-- Opening Marker --

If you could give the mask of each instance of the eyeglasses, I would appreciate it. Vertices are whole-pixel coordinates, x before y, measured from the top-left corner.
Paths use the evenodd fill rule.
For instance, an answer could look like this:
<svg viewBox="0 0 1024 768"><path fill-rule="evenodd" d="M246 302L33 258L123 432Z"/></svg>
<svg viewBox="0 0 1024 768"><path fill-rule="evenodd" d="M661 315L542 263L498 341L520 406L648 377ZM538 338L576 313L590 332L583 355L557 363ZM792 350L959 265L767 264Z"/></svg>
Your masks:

-- Closing Marker --

### PROBLEM TO WORK ON
Please make an exact copy of every record, leaving nothing out.

### ANSWER BOX
If you could give the mask of each instance of the eyeglasses, I would appreciate it. Vertices are whole-pixel coordinates, x before y, measured from the top-left corner.
Paths use the evenodd fill rule.
For instance, an answer could look like this:
<svg viewBox="0 0 1024 768"><path fill-rule="evenodd" d="M246 302L33 258L123 432Z"/></svg>
<svg viewBox="0 0 1024 768"><path fill-rule="evenodd" d="M661 315L542 263L498 341L520 406L648 377ZM538 338L576 313L590 332L583 355L557 363ZM792 350L959 265L767 264Z"/></svg>
Your masks:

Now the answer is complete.